What the task requires
Word for word, restate all of the entries.

--- Available records Enclosed Below ---

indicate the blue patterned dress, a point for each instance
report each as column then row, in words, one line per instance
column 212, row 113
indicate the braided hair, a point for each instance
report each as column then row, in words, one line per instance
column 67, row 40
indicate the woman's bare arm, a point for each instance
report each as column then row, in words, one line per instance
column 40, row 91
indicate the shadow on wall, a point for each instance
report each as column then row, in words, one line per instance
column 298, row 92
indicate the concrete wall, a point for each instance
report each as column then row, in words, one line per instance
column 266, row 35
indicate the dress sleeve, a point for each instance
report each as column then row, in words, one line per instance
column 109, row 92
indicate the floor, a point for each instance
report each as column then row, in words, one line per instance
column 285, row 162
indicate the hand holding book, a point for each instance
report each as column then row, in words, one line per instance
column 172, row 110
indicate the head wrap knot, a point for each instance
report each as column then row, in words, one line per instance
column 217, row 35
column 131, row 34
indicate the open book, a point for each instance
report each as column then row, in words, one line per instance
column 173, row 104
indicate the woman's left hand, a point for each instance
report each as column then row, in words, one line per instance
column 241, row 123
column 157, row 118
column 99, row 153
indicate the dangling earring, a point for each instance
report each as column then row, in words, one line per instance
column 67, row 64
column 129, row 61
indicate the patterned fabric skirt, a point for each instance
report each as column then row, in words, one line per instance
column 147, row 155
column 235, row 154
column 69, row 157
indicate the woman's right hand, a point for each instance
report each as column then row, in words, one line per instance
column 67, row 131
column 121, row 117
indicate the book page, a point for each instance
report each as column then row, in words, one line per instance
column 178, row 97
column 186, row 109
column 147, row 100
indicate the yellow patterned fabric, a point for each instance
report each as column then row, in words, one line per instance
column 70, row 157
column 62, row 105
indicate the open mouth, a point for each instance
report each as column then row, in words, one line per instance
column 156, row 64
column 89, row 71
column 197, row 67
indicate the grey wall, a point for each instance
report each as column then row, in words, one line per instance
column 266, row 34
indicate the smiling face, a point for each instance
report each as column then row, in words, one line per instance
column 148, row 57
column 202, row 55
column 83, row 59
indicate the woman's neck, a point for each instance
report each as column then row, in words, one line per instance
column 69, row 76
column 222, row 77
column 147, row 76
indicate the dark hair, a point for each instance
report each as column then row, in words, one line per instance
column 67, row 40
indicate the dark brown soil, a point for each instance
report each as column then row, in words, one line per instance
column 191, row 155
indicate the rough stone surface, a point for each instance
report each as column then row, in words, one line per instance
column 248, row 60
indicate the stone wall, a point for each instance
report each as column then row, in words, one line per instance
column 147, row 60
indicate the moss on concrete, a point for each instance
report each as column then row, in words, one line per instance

--- End of Enclosed Available records ---

Task output
indicate the blue patterned dress, a point for each instance
report each as column then row, in words, one line per instance
column 212, row 113
indicate the braided hair, a point for each instance
report each as column then row, in words, one line per instance
column 67, row 40
indicate the woman's bare arm, a point for each instance
report each as column then row, in words, one line per instance
column 40, row 91
indicate the shadow on wall, a point for each instance
report each as column then row, in words, one line per instance
column 298, row 92
indicate the concrete wall, a point for each instance
report each as column then row, in words, one line per instance
column 266, row 35
indicate the dress sleeve, a point for each instance
report each as column then row, in words, one line per instance
column 109, row 92
indicate the floor, a point for each instance
report each as column then row, in words, one line per instance
column 285, row 162
indicate the hand holding book, a point for each instance
report each as column then row, in words, one line per instance
column 172, row 110
indicate the head wrap knot, a point for each instance
report each as column then row, in words, one line per instance
column 217, row 35
column 131, row 34
indicate the open book, a point for each instance
report each as column then row, in words, one line per instance
column 173, row 104
indicate the woman's left hand, a point for each instance
report each as column then row, in words, one line per instance
column 241, row 123
column 157, row 118
column 99, row 153
indicate the dangling earring, a point for each instance
report each as column then row, in words, one line per instance
column 67, row 64
column 129, row 61
indicate the patterned fabric skirt, a point for each instance
report each as column then row, in words, one line per instance
column 147, row 155
column 235, row 154
column 69, row 157
indicate the woman's right hand, a point for each instance
report each as column then row, in words, one line per instance
column 67, row 131
column 121, row 117
indicate the book page, a point for each instance
report each as column then row, in words, one line per instance
column 178, row 97
column 186, row 109
column 147, row 100
indicate the yellow patterned fabric, a point for each instance
report each as column then row, in words, one line per instance
column 70, row 157
column 62, row 105
indicate the open mouth, a point for each instance
report each as column then row, in words, one line per instance
column 156, row 64
column 89, row 71
column 197, row 67
indicate the grey wall, a point for each instance
report each as column then row, in words, one line per instance
column 266, row 34
indicate the smiling face, a point for each instance
report each as column then row, in words, one line per instance
column 148, row 57
column 202, row 55
column 83, row 59
indicate the woman's neck, a point for each instance
report each as column then row, in words, one line per instance
column 69, row 76
column 222, row 77
column 147, row 76
indicate the dark hair, a point for each instance
report each as column then row, in words, one line per instance
column 67, row 40
indicate the dark brown soil, a point for each instance
report each as column then row, in words, one line per instance
column 191, row 155
indicate the rough stone surface, a point for each instance
report each as column then row, in words, one line per instance
column 248, row 60
indicate the stone wall, a point for each instance
report each as column then row, in words, one line per instance
column 147, row 60
indicate the moss on concrete, a point for each instance
report each as column then row, in words, one line per instance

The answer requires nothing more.